Problem details
Pick out every line in the data below that contains the word "Target", and copy each one.

Given information

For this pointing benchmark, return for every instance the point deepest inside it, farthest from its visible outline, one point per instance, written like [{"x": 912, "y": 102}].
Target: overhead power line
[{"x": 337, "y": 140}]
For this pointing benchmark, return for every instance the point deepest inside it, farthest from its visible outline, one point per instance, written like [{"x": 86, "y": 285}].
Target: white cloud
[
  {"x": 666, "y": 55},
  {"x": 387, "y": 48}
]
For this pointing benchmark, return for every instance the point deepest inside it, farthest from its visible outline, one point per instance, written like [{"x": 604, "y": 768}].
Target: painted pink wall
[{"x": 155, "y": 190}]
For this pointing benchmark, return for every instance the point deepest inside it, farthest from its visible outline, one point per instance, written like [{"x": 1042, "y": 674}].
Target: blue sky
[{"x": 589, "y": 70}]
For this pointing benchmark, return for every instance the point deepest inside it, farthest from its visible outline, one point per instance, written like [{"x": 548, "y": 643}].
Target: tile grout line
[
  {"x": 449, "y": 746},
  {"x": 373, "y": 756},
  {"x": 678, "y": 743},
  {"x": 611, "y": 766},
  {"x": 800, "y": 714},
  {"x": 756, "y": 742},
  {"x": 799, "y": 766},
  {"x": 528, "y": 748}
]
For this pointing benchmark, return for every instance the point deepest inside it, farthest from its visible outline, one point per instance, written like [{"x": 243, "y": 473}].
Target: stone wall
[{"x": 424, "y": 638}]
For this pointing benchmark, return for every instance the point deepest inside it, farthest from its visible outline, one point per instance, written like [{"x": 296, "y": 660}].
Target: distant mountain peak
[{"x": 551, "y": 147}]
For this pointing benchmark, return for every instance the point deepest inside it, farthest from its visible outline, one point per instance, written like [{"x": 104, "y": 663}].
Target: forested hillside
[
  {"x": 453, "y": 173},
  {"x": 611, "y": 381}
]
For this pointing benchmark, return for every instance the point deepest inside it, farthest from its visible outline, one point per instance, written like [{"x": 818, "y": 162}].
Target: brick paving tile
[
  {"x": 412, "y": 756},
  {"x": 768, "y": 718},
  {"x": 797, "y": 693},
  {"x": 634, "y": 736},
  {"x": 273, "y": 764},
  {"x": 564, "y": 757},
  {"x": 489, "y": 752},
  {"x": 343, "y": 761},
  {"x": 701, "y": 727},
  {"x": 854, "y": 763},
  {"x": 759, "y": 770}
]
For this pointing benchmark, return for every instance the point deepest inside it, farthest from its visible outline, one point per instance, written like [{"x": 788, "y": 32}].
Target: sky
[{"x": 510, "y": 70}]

Reply
Target: overhead power line
Target: white cloud
Target: painted pink wall
Target: blue sky
Target: tile grout line
Target: stone wall
Target: distant mountain peak
Target: forested hillside
Target: brick paving tile
Target: sky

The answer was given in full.